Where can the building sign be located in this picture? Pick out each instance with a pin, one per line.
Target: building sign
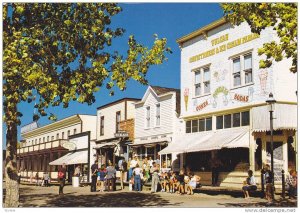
(223, 47)
(202, 106)
(29, 127)
(122, 134)
(241, 98)
(69, 145)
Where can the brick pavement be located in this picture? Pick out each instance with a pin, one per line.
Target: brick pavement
(36, 196)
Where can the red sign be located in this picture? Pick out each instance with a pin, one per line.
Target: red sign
(241, 98)
(202, 106)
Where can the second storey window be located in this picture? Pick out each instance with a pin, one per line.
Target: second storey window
(102, 125)
(202, 81)
(118, 121)
(148, 117)
(236, 72)
(242, 70)
(157, 114)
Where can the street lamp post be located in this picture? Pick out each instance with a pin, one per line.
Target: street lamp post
(271, 103)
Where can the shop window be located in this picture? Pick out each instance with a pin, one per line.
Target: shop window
(195, 126)
(220, 122)
(208, 124)
(188, 126)
(236, 119)
(245, 118)
(101, 125)
(227, 121)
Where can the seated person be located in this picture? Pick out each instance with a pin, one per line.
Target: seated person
(249, 184)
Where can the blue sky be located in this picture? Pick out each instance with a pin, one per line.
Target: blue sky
(169, 20)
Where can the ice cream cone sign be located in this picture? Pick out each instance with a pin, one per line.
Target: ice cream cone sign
(186, 97)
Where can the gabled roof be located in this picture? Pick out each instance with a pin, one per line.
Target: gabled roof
(161, 91)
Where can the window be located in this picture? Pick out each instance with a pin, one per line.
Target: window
(208, 124)
(236, 72)
(195, 126)
(197, 83)
(245, 118)
(102, 125)
(157, 114)
(206, 80)
(202, 81)
(201, 125)
(188, 126)
(248, 68)
(118, 120)
(236, 119)
(148, 117)
(227, 121)
(220, 122)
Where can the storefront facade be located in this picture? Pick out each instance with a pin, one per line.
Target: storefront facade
(156, 123)
(223, 103)
(115, 130)
(42, 145)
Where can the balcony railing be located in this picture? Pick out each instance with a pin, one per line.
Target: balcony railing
(41, 146)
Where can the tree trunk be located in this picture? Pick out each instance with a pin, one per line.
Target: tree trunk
(11, 174)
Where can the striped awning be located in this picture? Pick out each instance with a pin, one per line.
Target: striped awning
(212, 140)
(78, 157)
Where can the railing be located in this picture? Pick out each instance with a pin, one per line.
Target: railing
(41, 146)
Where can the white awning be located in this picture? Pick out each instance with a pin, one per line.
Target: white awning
(206, 141)
(111, 144)
(285, 117)
(78, 157)
(151, 141)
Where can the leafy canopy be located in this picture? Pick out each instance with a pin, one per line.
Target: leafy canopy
(282, 17)
(55, 52)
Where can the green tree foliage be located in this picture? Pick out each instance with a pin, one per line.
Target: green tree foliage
(56, 53)
(282, 17)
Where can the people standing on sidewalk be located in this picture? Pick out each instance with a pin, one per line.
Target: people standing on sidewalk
(110, 176)
(137, 172)
(268, 178)
(249, 184)
(94, 170)
(291, 183)
(61, 178)
(155, 178)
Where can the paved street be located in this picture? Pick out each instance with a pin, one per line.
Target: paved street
(33, 196)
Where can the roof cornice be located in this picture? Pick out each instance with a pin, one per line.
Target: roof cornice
(201, 31)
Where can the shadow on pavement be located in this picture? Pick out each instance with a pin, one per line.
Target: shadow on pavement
(128, 199)
(278, 203)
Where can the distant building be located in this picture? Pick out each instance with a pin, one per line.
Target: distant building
(65, 141)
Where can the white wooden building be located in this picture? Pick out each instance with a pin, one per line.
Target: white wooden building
(157, 123)
(223, 103)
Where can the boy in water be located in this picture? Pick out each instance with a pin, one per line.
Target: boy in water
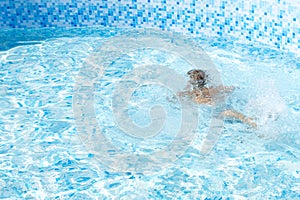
(198, 92)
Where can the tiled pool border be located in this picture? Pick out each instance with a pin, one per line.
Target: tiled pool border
(275, 22)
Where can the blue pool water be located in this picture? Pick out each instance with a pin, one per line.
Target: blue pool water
(42, 155)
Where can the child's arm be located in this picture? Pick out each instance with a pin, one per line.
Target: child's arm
(239, 116)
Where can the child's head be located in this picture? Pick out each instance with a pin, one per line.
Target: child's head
(197, 77)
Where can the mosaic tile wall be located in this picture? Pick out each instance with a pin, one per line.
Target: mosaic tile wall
(276, 22)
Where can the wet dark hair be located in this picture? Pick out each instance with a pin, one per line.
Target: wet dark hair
(198, 78)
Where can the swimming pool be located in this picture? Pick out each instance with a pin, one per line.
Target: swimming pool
(60, 87)
(43, 157)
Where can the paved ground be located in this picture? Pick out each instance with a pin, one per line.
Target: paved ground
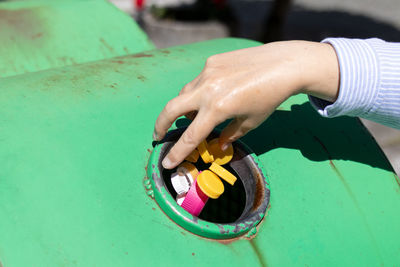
(307, 20)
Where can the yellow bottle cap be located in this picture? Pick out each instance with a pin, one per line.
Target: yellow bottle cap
(210, 184)
(189, 170)
(193, 157)
(203, 151)
(223, 173)
(220, 157)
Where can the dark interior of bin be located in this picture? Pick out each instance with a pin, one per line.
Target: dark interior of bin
(237, 201)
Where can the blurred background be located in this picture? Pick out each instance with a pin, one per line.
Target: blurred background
(175, 22)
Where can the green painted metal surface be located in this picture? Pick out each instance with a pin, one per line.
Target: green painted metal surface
(75, 142)
(43, 34)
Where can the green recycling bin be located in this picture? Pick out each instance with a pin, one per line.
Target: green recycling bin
(80, 175)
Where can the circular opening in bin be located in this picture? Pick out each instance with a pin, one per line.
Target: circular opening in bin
(240, 208)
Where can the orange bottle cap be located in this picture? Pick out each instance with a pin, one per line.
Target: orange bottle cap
(220, 157)
(193, 157)
(188, 169)
(223, 173)
(203, 151)
(210, 184)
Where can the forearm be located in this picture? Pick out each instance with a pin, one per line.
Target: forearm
(369, 81)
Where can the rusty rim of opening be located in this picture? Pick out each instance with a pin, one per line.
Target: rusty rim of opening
(245, 163)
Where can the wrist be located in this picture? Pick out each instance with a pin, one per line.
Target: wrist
(321, 74)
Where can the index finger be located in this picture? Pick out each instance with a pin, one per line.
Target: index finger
(175, 108)
(197, 131)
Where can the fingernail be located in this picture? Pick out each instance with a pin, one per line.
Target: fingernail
(224, 147)
(167, 163)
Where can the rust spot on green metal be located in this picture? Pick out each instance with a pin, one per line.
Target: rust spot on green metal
(141, 77)
(106, 45)
(141, 55)
(258, 253)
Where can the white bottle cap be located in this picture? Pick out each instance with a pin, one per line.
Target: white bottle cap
(180, 182)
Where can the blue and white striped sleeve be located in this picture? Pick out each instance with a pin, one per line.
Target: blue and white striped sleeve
(369, 81)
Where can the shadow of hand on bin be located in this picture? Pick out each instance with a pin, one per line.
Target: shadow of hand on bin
(317, 138)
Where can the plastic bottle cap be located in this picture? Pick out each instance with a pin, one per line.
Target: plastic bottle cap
(180, 182)
(203, 151)
(220, 157)
(189, 170)
(195, 200)
(210, 184)
(180, 198)
(223, 173)
(193, 157)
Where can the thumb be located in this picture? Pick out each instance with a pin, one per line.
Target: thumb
(233, 131)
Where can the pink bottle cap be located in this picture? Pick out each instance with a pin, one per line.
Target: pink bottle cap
(195, 200)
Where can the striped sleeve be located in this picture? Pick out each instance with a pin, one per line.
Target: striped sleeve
(369, 81)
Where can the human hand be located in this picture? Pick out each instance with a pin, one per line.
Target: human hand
(247, 85)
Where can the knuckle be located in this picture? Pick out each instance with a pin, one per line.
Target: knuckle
(219, 107)
(188, 138)
(169, 109)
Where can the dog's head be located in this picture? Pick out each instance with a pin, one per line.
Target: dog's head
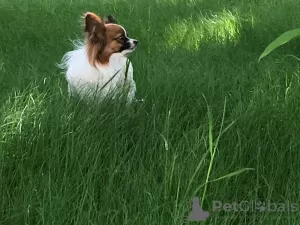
(104, 37)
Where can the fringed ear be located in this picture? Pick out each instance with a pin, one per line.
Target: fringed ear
(110, 19)
(94, 29)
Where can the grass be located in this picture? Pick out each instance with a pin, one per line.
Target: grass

Assignment: The reply should repeat the data in full, exactly as given, and contain no pictures.

Result of this exercise:
Where can the building sign be located in this picture? Pick out each instance with a pin, one per line.
Target: building sign
(223, 47)
(202, 106)
(29, 127)
(122, 134)
(241, 98)
(69, 145)
Where can the brick pavement be located in this picture? Pick out each instance with a pin, one per line.
Target: brick pavement
(36, 196)
Where can the red sign be located in this picture? Pick out each instance with a pin, one per line.
Target: red sign
(241, 98)
(202, 106)
Where can the second storey window be located in this picture? Pick out each instance with a pin, one per line.
Target: second storey window
(102, 125)
(202, 81)
(118, 121)
(148, 117)
(236, 72)
(242, 70)
(157, 114)
Where can the street lamp post be located in this picture? Pick out each instance with a pin, one per line.
Target: street lamp post
(271, 103)
Where can the shop window be located in this picture? Pick out each instance with a pin, one per line.
Target: shop window
(195, 126)
(220, 122)
(208, 124)
(188, 126)
(236, 119)
(245, 118)
(101, 125)
(227, 121)
Where can the seated person be located in this picture? Pick out each instance with a pin, one per line.
Target: seated person
(249, 184)
Where can the blue sky be located in this picture? Pick out each instance with a pin, one per line.
Target: blue sky
(169, 20)
Where can the ice cream cone sign be located in this picture? Pick out each instance with a pin, one per line.
Target: ice cream cone sign
(186, 97)
Where can the gabled roof be located in this picture? Pick out each instance with a pin, one per line.
Target: gabled roof
(161, 91)
Where can the window be located in this picture? Pick out each instance with a pin, one per line.
Target: window
(208, 124)
(236, 72)
(195, 126)
(197, 83)
(245, 118)
(102, 125)
(157, 114)
(206, 80)
(202, 81)
(201, 125)
(188, 126)
(248, 68)
(118, 120)
(236, 119)
(148, 117)
(227, 121)
(220, 122)
Where can the storefront facade be located in this picture? Pick out each instance with a pin, one per line.
Target: storefront facade
(156, 123)
(223, 103)
(115, 130)
(42, 145)
Where can the balcony railing be located in this picture? Pick out each instance with a pin, one per line.
Target: balcony railing
(41, 146)
Where can the tree trunk be located in this picture? Pick out each instance with a pin, one per line.
Target: tree trunk
(11, 174)
Where can the striped awning be located in this picture? Pick out each instance with a pin, one per line.
Target: striped awning
(212, 140)
(78, 157)
Where can the railing be located in this picture? Pick out each instance with a pin, one per line.
Target: railing
(41, 146)
Where can the white awning be located in this picture? Pick out each instance with a pin, one per line.
Target: white awning
(206, 141)
(111, 144)
(285, 117)
(78, 157)
(151, 141)
Where can the leafy canopy be located in this picture? Pick out each instance with a pin, one per line.
Target: leafy canopy
(282, 17)
(55, 52)
Where can the green tree foliage be located in this picture? Pick out each instance with a pin, one per line.
Target: green tree foliage
(56, 53)
(282, 17)
Where can the people standing on sidewalk be located in this picture? Pick out each instance with a pin, one per line.
Target: people standing on sidewalk
(110, 176)
(137, 172)
(268, 178)
(249, 184)
(94, 170)
(291, 183)
(61, 178)
(155, 178)
Where can the paved street be located in this picture? Pick out each instance with a pin, one per line.
Target: paved street
(33, 196)
Where can the roof cornice be located in this picture? Pick out each instance with a pin, one per line.
Target: roof cornice
(201, 31)
Where can the shadow on pavement be located in this picture? Pick out each instance with a pin, one per line.
Target: shadow on pavement
(128, 199)
(278, 203)
Where can the distant building be located in this picture? Pick out each instance with a pin, one per line.
Target: distant building
(65, 141)
Where can the white wooden building be located in this picture? Pick out each instance with a pin, one per line.
Target: white wooden building
(157, 123)
(223, 103)
Where can the boy in water be located in this picture? Pick out each instance with a pin, one per line.
Target: boy in water
(198, 92)
Where can the tiled pool border be located in this picture? Pick out each instance with a pin, one per line.
Target: tiled pool border
(275, 22)
Where can the blue pool water be located in this picture? Pick out each instance with a pin, one per line.
Target: blue pool water
(42, 155)
Where can the child's arm be located in this picture? Pick out each instance with a pin, one per line.
Target: child's arm
(239, 116)
Where can the child's head be located in this picture? Pick out each instance with a pin, one per line.
Target: child's head
(197, 77)
Where can the mosaic tile wall be located in this picture? Pick out each instance with a pin, one per line.
Target: mosaic tile wall
(276, 22)
Where can the wet dark hair be located in this picture? Pick out each instance with a pin, one per line.
Target: wet dark hair
(198, 78)
Where can the swimming pool be located in this picture? Pick out each instance with a pin, one per line.
Target: swimming pool
(60, 87)
(43, 157)
Where can the paved ground be located in this picture? Pick out each instance with a pin, one per line.
Target: paved ground
(307, 20)
Where can the yellow bottle cap be located in this picture? Pick out each instance with a pin, one per line.
Target: yellow bottle cap
(210, 184)
(189, 170)
(193, 157)
(203, 151)
(223, 173)
(220, 157)
Where can the dark interior of bin be located in this picture? Pick out each instance with a pin, one per line.
Target: dark interior of bin
(237, 201)
Where can the blurred background be located in this picture? Pick out each instance with a pin, one per line.
Target: blurred background
(175, 22)
Where can the green painted metal surface be located in this picture? Pick out each instance with a pin, one per line.
Target: green painted metal surface
(75, 142)
(43, 34)
Where can the green recycling bin be located in this picture? Pick out each instance with a pin, one per line.
Target: green recycling bin
(80, 175)
Where can the circular opening in bin be located in this picture? Pick out each instance with a pin, one per line.
Target: circular opening in bin
(240, 208)
Where can the orange bottle cap be located in this picture? Pick out each instance with a pin, one per line.
Target: orange bottle cap
(220, 157)
(193, 157)
(188, 169)
(223, 173)
(203, 151)
(210, 184)
Where can the forearm be located in this picture? Pick out each instance with a pin, one per line.
Target: forearm
(369, 81)
Where can the rusty rim of opening be located in this picture? Pick out each instance with a pin, one per line.
Target: rusty rim of opening
(245, 163)
Where can the wrist be located in this picture? Pick out each instance with a pin, one per line.
Target: wrist
(321, 74)
Where can the index finger be located in this picture? Pick out each instance with a pin, one per line.
Target: index finger
(175, 108)
(197, 131)
Where can the fingernail be located in this picture? Pick out each instance with a pin, one per line.
Target: fingernail
(224, 147)
(167, 163)
Where can the rust spot on green metal be located in this picture? Pick out each instance with a pin, one per line.
Target: rust spot on green metal
(141, 77)
(106, 45)
(141, 55)
(258, 253)
Where can the white bottle cap be located in this picture? Pick out each instance with a pin, one per line.
Target: white bottle cap
(180, 182)
Where can the blue and white striped sleeve be located in this picture? Pick out each instance with a pin, one per line.
Target: blue and white striped sleeve
(369, 81)
Where can the shadow of hand on bin be located in this picture? Pick out each instance with a pin, one per line.
Target: shadow of hand on bin
(317, 138)
Where can the plastic bottle cap be located in this picture? Pick out each instance with a pin, one per line.
Target: plastic bottle cap
(180, 182)
(203, 151)
(220, 157)
(189, 170)
(195, 200)
(210, 184)
(180, 198)
(223, 173)
(193, 157)
Where can the thumb be located in this picture? Pick out each instance with a pin, one per line.
Target: thumb
(233, 131)
Where can the pink bottle cap be located in this picture? Pick out each instance with a pin, one per line.
Target: pink bottle cap
(195, 200)
Where can the striped sleeve be located in this picture? Pick out each instance with a pin, one per line.
Target: striped sleeve
(369, 81)
Where can the human hand be located in this picture? Pick out each instance with a pin, one per line.
Target: human hand
(247, 85)
Where can the knuckle be located in this picture? Pick out each instance with a pin, one per line.
Target: knuckle
(219, 107)
(188, 138)
(169, 109)
Where can the dog's head be located in this picture? Pick out each instance with a pin, one per line.
Target: dog's head
(104, 37)
Where can the fringed ear be located in this picture? Pick out each instance with a pin, one per line.
Target: fringed ear
(110, 19)
(94, 29)
Where can the grass be located in this picture? Pick out each instance with a pin, one per line.
Target: grass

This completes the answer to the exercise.